-------- Text --------
7

I just started at a new company and received my first paycheck. It included a signing bonus, which of course made the paycheck much higher than a normal one will be. The fed withholding amount on the paycheck was much higher than I thought it would be, by a few percentage points.

How does payroll normally calculate the withholding amount? Obviously, the amount for the whole year can't be calculated, so it has to be predicted in a sense. But does payroll use the amount that they know is my annual salary, or do they do some sort math to simulate the gross pay on each paycheck being the same for the rest of the paychecks in a year?

1

2 Answers 2

6

The IRS publishes an exhaustive set of explicit lookup tables in Publication 15

  1. Determine the payroll period-weekly, biweekly, monthly, etc. For bonuses and exceptional payments there several options available.

  2. Determine your exemption, a function of the allowances you reported on W-4 and payroll period (and technically, citizenship status).
--------
### Stated goal 1
Which IRS publication contains the lookup tables mentioned in the withholding post?
### Stated goal 2
Reproduce the part of the withholding post starting at "I just started" and ending at "few percentage points.".
Rely only on the withholding post for your answers.
-------- Dataset entries --------
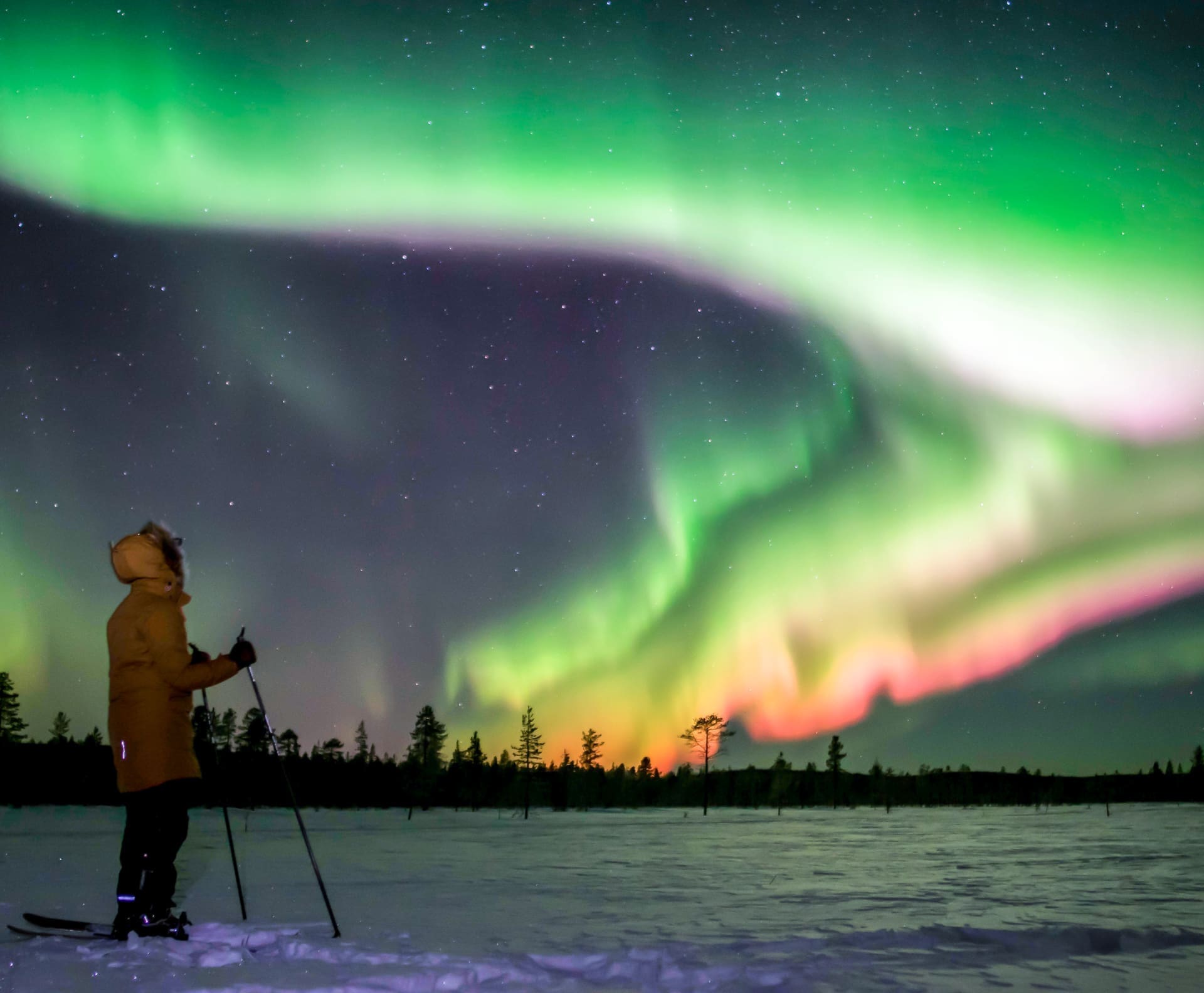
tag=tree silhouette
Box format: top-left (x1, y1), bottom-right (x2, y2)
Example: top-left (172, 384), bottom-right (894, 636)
top-left (465, 730), bottom-right (485, 810)
top-left (579, 728), bottom-right (606, 769)
top-left (823, 734), bottom-right (845, 810)
top-left (213, 707), bottom-right (238, 751)
top-left (276, 727), bottom-right (301, 759)
top-left (769, 752), bottom-right (793, 817)
top-left (513, 705), bottom-right (543, 821)
top-left (317, 738), bottom-right (344, 762)
top-left (406, 704), bottom-right (448, 775)
top-left (0, 673), bottom-right (29, 745)
top-left (51, 710), bottom-right (71, 745)
top-left (235, 707), bottom-right (268, 752)
top-left (678, 714), bottom-right (736, 817)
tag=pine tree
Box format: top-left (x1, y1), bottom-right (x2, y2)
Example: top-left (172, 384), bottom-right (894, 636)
top-left (467, 730), bottom-right (485, 810)
top-left (580, 728), bottom-right (606, 769)
top-left (235, 707), bottom-right (268, 752)
top-left (514, 707), bottom-right (543, 821)
top-left (318, 738), bottom-right (343, 762)
top-left (406, 704), bottom-right (448, 776)
top-left (0, 673), bottom-right (29, 745)
top-left (823, 734), bottom-right (845, 810)
top-left (769, 752), bottom-right (793, 817)
top-left (276, 727), bottom-right (301, 759)
top-left (678, 714), bottom-right (736, 817)
top-left (51, 710), bottom-right (71, 745)
top-left (213, 707), bottom-right (238, 751)
top-left (406, 704), bottom-right (448, 816)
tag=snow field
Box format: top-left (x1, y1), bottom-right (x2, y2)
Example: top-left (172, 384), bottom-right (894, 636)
top-left (0, 805), bottom-right (1204, 993)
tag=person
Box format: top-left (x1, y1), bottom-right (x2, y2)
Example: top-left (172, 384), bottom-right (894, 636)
top-left (107, 521), bottom-right (255, 940)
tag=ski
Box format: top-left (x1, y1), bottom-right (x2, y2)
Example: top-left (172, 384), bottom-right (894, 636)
top-left (8, 925), bottom-right (117, 941)
top-left (21, 913), bottom-right (112, 934)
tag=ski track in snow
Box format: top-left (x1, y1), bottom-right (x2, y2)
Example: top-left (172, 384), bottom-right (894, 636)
top-left (0, 805), bottom-right (1204, 993)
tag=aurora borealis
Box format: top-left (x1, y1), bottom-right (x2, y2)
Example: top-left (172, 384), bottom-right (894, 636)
top-left (0, 3), bottom-right (1204, 770)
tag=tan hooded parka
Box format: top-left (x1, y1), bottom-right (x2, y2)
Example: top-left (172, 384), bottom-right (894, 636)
top-left (108, 534), bottom-right (238, 793)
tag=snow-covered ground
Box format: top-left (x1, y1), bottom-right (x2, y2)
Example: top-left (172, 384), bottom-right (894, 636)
top-left (0, 805), bottom-right (1204, 993)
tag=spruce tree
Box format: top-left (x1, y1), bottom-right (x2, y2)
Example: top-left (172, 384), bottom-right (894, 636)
top-left (823, 734), bottom-right (845, 810)
top-left (467, 730), bottom-right (485, 810)
top-left (276, 727), bottom-right (301, 759)
top-left (235, 707), bottom-right (268, 752)
top-left (514, 707), bottom-right (543, 821)
top-left (0, 673), bottom-right (29, 745)
top-left (51, 710), bottom-right (71, 745)
top-left (580, 728), bottom-right (606, 769)
top-left (678, 714), bottom-right (736, 817)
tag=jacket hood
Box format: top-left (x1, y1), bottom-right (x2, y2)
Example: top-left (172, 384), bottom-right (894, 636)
top-left (110, 534), bottom-right (190, 603)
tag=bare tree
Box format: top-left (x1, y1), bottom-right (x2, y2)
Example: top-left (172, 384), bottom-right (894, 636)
top-left (678, 714), bottom-right (736, 817)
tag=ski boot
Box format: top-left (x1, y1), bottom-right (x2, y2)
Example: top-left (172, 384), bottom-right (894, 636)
top-left (134, 905), bottom-right (193, 941)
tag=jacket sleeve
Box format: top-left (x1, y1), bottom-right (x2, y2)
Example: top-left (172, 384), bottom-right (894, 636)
top-left (145, 601), bottom-right (238, 691)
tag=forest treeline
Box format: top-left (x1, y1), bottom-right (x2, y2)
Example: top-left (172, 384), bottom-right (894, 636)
top-left (0, 673), bottom-right (1204, 814)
--------
### Exercise result 1
Publication 15

### Exercise result 2
I just started at a new company and received my first paycheck. It included a signing bonus, which of course made the paycheck much higher than a normal one will be. The fed withholding amount on the paycheck was much higher than I thought it would be, by a few percentage points.